> OBJECTIVE: Switch "keypoint" to "marker" everywhere it occurs in the lines below, and reproduce every line otherwise unchanged.

> RAW DATA:
_ _ _ _ _
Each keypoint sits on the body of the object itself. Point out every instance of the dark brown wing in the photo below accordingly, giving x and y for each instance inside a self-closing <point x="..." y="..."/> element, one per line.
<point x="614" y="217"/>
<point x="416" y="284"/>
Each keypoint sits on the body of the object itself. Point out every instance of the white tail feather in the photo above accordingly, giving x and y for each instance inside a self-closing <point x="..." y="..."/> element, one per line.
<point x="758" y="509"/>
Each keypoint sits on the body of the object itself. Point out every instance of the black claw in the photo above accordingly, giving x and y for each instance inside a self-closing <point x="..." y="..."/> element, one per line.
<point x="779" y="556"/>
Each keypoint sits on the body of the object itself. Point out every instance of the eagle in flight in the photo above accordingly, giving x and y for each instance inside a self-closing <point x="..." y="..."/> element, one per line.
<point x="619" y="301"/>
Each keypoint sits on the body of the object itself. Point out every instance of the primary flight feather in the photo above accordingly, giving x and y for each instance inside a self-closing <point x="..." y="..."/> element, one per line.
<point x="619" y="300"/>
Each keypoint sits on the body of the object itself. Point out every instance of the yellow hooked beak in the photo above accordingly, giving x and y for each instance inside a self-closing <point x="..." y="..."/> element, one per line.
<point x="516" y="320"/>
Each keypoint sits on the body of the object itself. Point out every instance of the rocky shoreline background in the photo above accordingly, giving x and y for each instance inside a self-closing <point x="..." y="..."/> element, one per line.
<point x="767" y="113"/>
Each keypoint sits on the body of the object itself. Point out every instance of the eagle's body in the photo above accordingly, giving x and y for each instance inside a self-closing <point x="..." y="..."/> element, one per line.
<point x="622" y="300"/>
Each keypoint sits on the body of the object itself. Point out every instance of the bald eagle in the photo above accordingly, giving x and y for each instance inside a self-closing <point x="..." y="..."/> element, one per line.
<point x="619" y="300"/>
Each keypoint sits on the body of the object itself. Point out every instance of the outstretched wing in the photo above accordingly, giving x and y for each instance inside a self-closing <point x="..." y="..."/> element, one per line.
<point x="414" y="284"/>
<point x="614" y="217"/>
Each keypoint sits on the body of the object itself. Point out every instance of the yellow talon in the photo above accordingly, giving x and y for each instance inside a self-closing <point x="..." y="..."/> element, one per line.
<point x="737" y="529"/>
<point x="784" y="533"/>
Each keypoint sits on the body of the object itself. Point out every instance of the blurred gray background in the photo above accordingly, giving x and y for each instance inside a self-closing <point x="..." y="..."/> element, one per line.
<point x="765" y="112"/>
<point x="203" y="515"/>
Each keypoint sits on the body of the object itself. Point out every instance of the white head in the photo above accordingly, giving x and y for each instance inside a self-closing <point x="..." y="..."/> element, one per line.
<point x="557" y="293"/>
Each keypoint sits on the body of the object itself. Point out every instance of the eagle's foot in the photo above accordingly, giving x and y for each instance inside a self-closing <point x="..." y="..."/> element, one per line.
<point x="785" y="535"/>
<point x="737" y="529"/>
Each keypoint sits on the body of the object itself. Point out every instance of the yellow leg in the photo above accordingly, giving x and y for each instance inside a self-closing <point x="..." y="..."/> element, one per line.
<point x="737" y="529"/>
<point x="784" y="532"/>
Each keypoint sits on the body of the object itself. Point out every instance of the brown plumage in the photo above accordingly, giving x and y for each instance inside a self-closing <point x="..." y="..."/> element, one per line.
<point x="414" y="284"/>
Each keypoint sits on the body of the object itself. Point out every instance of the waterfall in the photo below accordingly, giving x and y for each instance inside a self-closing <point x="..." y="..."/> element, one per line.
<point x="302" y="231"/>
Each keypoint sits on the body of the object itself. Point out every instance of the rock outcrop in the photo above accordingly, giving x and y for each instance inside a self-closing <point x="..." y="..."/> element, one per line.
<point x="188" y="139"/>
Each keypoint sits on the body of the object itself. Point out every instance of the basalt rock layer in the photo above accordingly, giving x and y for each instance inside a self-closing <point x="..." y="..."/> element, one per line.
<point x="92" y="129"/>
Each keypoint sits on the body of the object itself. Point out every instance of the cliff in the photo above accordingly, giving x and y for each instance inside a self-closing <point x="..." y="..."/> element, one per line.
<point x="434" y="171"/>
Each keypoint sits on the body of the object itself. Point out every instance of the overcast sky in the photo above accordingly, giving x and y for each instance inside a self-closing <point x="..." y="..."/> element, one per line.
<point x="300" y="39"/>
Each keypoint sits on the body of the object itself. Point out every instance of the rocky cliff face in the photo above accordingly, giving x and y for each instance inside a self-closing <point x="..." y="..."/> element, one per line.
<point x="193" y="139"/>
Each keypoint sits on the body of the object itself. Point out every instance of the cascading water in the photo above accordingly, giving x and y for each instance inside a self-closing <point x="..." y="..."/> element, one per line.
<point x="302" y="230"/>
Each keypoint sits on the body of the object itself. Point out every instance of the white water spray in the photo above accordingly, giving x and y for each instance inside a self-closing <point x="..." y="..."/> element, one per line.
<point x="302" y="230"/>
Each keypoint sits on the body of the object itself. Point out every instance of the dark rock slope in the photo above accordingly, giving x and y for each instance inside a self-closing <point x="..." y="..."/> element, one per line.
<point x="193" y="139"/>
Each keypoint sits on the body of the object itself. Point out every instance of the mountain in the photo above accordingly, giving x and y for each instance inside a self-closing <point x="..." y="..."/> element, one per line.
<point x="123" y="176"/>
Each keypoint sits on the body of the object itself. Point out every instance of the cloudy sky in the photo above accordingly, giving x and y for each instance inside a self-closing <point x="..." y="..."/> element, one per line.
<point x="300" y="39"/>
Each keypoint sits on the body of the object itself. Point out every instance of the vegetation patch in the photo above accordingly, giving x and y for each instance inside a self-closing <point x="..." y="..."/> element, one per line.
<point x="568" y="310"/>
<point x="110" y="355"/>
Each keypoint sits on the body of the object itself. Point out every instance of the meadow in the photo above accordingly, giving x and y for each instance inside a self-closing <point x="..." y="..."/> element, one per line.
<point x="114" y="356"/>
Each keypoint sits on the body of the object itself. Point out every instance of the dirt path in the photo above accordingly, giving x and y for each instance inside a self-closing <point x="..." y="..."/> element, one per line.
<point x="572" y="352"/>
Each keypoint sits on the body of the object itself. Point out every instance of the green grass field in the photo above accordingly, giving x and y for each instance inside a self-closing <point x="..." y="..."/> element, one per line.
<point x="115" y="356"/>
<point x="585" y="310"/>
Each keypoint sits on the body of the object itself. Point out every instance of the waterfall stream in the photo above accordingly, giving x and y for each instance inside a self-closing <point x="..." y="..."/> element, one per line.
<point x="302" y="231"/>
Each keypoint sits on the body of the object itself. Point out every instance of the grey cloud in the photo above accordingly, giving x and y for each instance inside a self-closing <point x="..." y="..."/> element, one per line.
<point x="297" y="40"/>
_ _ _ _ _
> ANSWER BELOW:
Each marker sits on the body of the object itself. Point out every instance of the dark brown wing in the photo below accordingly, giving x and y for each instance inside a self-closing <point x="..." y="..."/> element, one per line.
<point x="614" y="217"/>
<point x="416" y="284"/>
Each marker sits on the body of the object itself. Point out every instance of the white tail feather in the photo above accordingly, giving x and y for each instance inside a self-closing <point x="..." y="..."/> element, one per line.
<point x="758" y="509"/>
Each marker sits on the body of the object itself. Point out every instance of the black claw in the photo above accordingly, giving x and y for each instance inside a self-closing <point x="..." y="..."/> element, one per line.
<point x="779" y="556"/>
Each marker sits on the body of the object itself. Point out every instance of the eagle in flight in the photo above accordingly, giving x and y for each instance inside a self-closing <point x="..." y="..."/> element, one per line.
<point x="619" y="301"/>
Each marker sits on the body of the object itself. Point out every instance of the primary flight feather in the photo above accordingly, giving x and y for each instance inside a self-closing <point x="..." y="..."/> element, one per line.
<point x="619" y="300"/>
Each marker sits on the body of the object itself. Point out every instance of the yellow hooked beak in the photo above accordingly, giving x and y for each instance inside a self-closing <point x="..." y="..."/> element, one per line.
<point x="516" y="320"/>
Each marker sits on the body of the object itself. Point out every instance of the rocky shoreline background in the photo above accordingly, giving x and y for each instance inside a self-closing <point x="..." y="..."/> element, one per line.
<point x="767" y="113"/>
Each marker sits on the body of the object itself. Point out every instance of the eagle's body in the photo above accordingly, giving x and y for each instance inside a self-closing <point x="..." y="..."/> element, one per line.
<point x="622" y="300"/>
Each marker sits on the body of the object itself. Point out every instance of the bald eagle in the photo above accordingly, giving x and y for each instance inside a self-closing <point x="..." y="..."/> element, one per line.
<point x="619" y="300"/>
Each marker sits on the body of the object itself. Point out every instance of the outstretched wing in the photo above accordingly, giving x and y for each instance inside a self-closing <point x="..." y="..."/> element, one per line.
<point x="414" y="284"/>
<point x="614" y="217"/>
Each marker sits on the body of the object itself. Point out every instance of the yellow talon in the photo above accordingly, giving x and y for each instance inside a self-closing <point x="..." y="..."/> element, one per line.
<point x="737" y="529"/>
<point x="784" y="533"/>
Each marker sits on the body of the object itself. Point out every instance of the blurred gray background in the photo above accordingly, giving x and y for each instance inside a self-closing <point x="..." y="..."/> element, one per line.
<point x="765" y="112"/>
<point x="203" y="515"/>
Each marker sits on the body of the object itself. Point out every instance of the white head in the photo above accordingly, giving x and y for each instance inside a self-closing <point x="..." y="..."/> element, one per line.
<point x="557" y="293"/>
Each marker sits on the body of the object itself. Point out every instance of the eagle's foot in the photo above accordingly, giving x and y for each instance inside a self-closing <point x="..." y="..."/> element, one per line.
<point x="785" y="535"/>
<point x="737" y="529"/>
Each marker sits on the body of the object itself. Point out every instance of the yellow leg in the photo above accordingly, giving x and y for each instance inside a self-closing <point x="..." y="..."/> element, one per line.
<point x="737" y="529"/>
<point x="784" y="532"/>
Each marker sits on the body of the object itself. Point out every instance of the brown plumage in the photo above accordingly, giving x and y for each instance inside a self-closing <point x="..." y="..."/> element, one per line.
<point x="414" y="284"/>
Each marker sits on the body of the object itself. Point out every instance of the waterfall in the photo below accordingly, giving x and y for each instance inside a self-closing <point x="..." y="..."/> element, one per line.
<point x="302" y="231"/>
Each marker sits on the body of the object itself. Point out every instance of the rock outcrop in the photo above accordingly, giving x and y for each instance inside a self-closing <point x="..." y="..."/> element, one per line.
<point x="188" y="139"/>
Each marker sits on the body of the object itself. Point out every instance of the basalt rock layer in the photo above accordingly, giving x and y for each instance inside a self-closing <point x="..." y="..."/> element, one per line.
<point x="92" y="129"/>
Each marker sits on the body of the object itself. Point out every instance of the cliff in the photo above accordingly, giving x and y for each instance inside a self-closing <point x="..." y="..."/> element, one per line.
<point x="434" y="171"/>
Each marker sits on the body of the object itself. Point out every instance of the overcast sky in the photo above accordingly, giving x and y for each instance inside a self-closing <point x="..." y="..."/> element, one per line.
<point x="300" y="39"/>
Each marker sits on the body of the object itself. Point out every instance of the rocky cliff face in the photo above accordingly, giving x and y for each instance inside a self-closing <point x="..." y="..."/> element, one per line.
<point x="193" y="139"/>
Each marker sits on the body of the object itself. Point out every instance of the cascading water in the photo above accordingly, giving x and y for each instance inside a self-closing <point x="..." y="..."/> element, one per line.
<point x="302" y="230"/>
Each marker sits on the body of the object itself. Point out every instance of the white water spray in the photo above accordingly, giving x and y for each instance inside a self-closing <point x="..." y="..."/> element, one per line.
<point x="302" y="230"/>
Each marker sits on the body of the object itself. Point out every instance of the dark rock slope in the photo above accordingly, giving x and y for each instance inside a self-closing <point x="..." y="..."/> element, one per line.
<point x="193" y="139"/>
Each marker sits on the body of the object itself. Point out every instance of the mountain in the photo above accordingly, giving x and y for each instance inside a self-closing <point x="..." y="..."/> element, one per line.
<point x="123" y="176"/>
Each marker sits on the body of the object itself. Point out every instance of the cloudy sky in the photo above accordingly, giving x and y for each instance inside a self-closing <point x="..." y="..."/> element, one per line.
<point x="300" y="39"/>
Each marker sits on the body of the object itself. Point out every instance of the vegetation patch in the photo above accordingly, giving x and y for each instance inside a self-closing <point x="..." y="..."/> element, one per line.
<point x="568" y="310"/>
<point x="110" y="355"/>
Each marker sits on the body of the object itself. Point out every instance of the meadow in the photo above accordingly, giving x and y for each instance inside a self-closing <point x="..." y="..."/> element, one per line.
<point x="114" y="356"/>
Each marker sits on the body of the object itself. Point out every instance of the dirt path in the photo above accordingly, giving x and y for each instance inside a self-closing <point x="..." y="..."/> element, one per line.
<point x="572" y="352"/>
Each marker sits on the body of the object itself. Point out every instance of the green grass field in the photo above accordingly, giving x and y for each instance inside a self-closing <point x="..." y="..."/> element, one per line.
<point x="115" y="356"/>
<point x="585" y="310"/>
Each marker sits on the body of the object itself. Point out every instance of the waterfall stream in the photo above accordingly, giving x and y for each instance inside a self-closing <point x="..." y="..."/> element, one per line.
<point x="302" y="231"/>
Each marker sits on the body of the object itself. Point out every instance of the grey cloud in the photo above accordingly, giving x and y for each instance inside a self-closing <point x="..." y="..."/> element, one per line.
<point x="297" y="40"/>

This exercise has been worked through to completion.